● **Data to examine**
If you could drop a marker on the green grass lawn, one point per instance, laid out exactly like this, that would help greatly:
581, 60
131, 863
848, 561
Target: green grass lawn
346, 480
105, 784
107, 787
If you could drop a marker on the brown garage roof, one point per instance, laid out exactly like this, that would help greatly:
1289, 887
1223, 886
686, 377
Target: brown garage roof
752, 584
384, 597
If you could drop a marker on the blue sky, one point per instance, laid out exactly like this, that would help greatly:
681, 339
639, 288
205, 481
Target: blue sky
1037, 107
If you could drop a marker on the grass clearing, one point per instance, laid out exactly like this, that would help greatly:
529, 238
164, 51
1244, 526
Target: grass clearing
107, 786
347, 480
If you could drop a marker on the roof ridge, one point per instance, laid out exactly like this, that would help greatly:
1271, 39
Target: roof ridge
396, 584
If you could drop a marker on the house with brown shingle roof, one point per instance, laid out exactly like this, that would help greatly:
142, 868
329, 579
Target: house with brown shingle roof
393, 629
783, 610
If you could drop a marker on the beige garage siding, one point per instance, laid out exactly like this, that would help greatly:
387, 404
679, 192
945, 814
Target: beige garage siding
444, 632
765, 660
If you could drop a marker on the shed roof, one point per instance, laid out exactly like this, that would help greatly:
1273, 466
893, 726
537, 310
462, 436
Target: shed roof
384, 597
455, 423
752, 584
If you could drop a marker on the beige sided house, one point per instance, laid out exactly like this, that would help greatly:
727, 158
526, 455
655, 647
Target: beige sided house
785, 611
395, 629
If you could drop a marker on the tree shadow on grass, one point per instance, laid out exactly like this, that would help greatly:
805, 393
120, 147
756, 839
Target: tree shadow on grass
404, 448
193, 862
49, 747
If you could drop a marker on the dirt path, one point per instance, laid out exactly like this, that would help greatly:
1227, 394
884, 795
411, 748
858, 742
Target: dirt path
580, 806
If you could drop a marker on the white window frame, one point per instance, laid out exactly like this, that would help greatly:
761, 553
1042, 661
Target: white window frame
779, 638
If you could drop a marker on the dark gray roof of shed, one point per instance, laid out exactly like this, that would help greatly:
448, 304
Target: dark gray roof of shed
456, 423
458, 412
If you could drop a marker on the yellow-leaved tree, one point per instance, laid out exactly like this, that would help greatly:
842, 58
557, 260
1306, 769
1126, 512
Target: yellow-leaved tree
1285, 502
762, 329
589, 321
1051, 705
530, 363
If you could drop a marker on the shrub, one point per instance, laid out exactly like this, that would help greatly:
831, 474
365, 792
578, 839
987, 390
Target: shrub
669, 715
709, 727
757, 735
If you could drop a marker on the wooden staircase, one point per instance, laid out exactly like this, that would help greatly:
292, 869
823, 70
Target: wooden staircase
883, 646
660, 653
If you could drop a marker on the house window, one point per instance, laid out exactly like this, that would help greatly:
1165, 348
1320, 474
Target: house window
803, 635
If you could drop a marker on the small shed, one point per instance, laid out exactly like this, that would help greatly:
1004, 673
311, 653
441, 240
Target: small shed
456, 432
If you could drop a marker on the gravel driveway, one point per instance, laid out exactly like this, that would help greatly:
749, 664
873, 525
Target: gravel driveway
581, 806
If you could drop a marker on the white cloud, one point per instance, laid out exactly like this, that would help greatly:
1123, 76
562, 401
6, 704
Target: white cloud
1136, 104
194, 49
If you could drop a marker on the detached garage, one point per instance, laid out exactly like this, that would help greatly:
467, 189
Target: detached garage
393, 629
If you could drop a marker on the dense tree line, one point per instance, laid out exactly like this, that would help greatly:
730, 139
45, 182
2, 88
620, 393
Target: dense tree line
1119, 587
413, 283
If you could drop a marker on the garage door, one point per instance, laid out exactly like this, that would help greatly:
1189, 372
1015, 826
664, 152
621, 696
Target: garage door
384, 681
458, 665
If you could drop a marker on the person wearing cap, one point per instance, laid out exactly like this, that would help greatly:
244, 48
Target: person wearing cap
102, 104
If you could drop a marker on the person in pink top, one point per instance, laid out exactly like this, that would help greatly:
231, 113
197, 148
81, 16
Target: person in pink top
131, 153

● **Exercise instructions**
The material should be transcribed in full, character for character.

● **Solved exercise**
If you could drop a marker on the green grass lawn, one point per instance, laid out exactly like this, that would help greatly:
581, 60
131, 863
848, 561
Target: green grass lawn
346, 480
105, 784
107, 787
If you could drop a marker on the brown garage roof, one point per instance, laid out exactly like this, that would help greatly:
1289, 887
1223, 886
686, 377
Target: brown garage roof
752, 584
384, 597
If you could drop a marker on the blue sky, one point per instance, laid out exactly like this, that would help greatly:
681, 339
639, 288
205, 481
Target: blue sky
1037, 107
If you could drop a marker on the grass clearing, one point per instance, laid out exactly like this, that would help greatly:
529, 238
164, 51
1244, 526
Target: grass clearing
107, 786
347, 480
If you could drop a marker on the roof ridge, one point per instance, laid out exactly like this, that would help greatly:
1271, 39
Target: roof ridge
396, 584
If you could drop a marker on the house with brown shingle roof, one point per instance, laid out exactly like this, that would help greatly:
142, 868
329, 579
Target: house with brown shingle roof
393, 629
783, 610
If you could drop a marker on the beige garage siding, one point per instance, laid out exactly like this, that would help greatly:
387, 404
679, 192
945, 814
Target: beige garage siding
444, 632
765, 660
If you could drop a marker on the shed roof, one point per instance, laid out exactly like this, that would help greatly:
1273, 466
893, 726
537, 310
462, 436
Target: shed roof
384, 597
455, 423
752, 584
If you could drop a marker on the beige sided house, one point per instance, laid out exactly like this, that would help greatly:
727, 158
526, 455
655, 647
Target: beige sided house
785, 611
395, 629
If you could drop a marker on the tree shadow on grass, one point per instance, laid out exactly like this, that would help greatly:
805, 393
120, 147
756, 839
Target: tree shadow on grass
404, 448
193, 862
49, 747
If you could drop a marker on the dirt path, one point per instance, laid out exactly like this, that would help greatly:
1227, 394
884, 795
411, 748
858, 742
Target: dirt path
580, 806
If you could drop a marker on the white window frame, one point per instance, laid out exactly like this, that would help greatly:
761, 553
1042, 661
Target: white window frame
779, 638
If you could drop a marker on the dark gray roof of shed, one point per instance, laid out exactly like this, that would help greatly:
448, 304
Target: dark gray roof of shed
456, 423
458, 412
If you could drop a marker on the yellow-leaved tree, one point per instance, laid out exactly like this, that would help greatly:
842, 58
557, 260
1306, 769
1126, 512
Target: yellow-leaved tree
1285, 502
762, 329
589, 321
1051, 705
530, 363
If you could drop a marker on the shrub, one point per instance, laid out exactly like this, that would help greatly:
831, 474
365, 792
578, 839
987, 390
Target: shrub
669, 715
709, 727
757, 735
If you could drop a marker on the wooden staircase, one point per instance, laid out exactly like this, that would help greatly:
292, 869
823, 70
Target: wooden staircase
883, 646
660, 653
If you could drop a marker on the house window, one point per instance, laid out exactly like this, that would help greatly:
1165, 348
1320, 474
Target: house window
803, 635
If you could drop a marker on the small shed, one point per instance, laid out exactly like this, that would help greatly:
1004, 673
311, 653
441, 240
Target: small shed
456, 432
If you could drop a marker on the gravel driveway, one point per instance, laid out exactly like this, that would help greatly:
749, 664
873, 525
Target: gravel driveway
581, 806
If you could drop a marker on the white cloud, one point per instance, laid out exactly like this, that would help greatly:
1123, 76
562, 401
6, 704
Target: white cloud
1136, 104
194, 49
If you could drop a marker on the detached garage, one point per instance, laid out exactly like this, that would help greatly:
467, 189
Target: detached garage
393, 629
If you could drop a marker on the dense tree line, one point per instance, laid out exactly like this, that would help greatly:
730, 139
45, 182
2, 88
620, 393
Target: dense tree line
1119, 587
413, 283
If you could drop a marker on the garage door, one point per instance, laid out exactly like this, that would help greatly:
1189, 372
1015, 826
664, 152
621, 696
Target: garage door
384, 681
458, 665
If you could drop a marker on the person wearing cap, one point per instance, laid out exactly like this, that would help greatly:
244, 48
Target: person wearing cap
102, 104
If you could drop a marker on the person in pink top, one point per instance, laid out exactly like this, that would help greatly:
231, 113
197, 148
81, 16
Target: person in pink top
131, 153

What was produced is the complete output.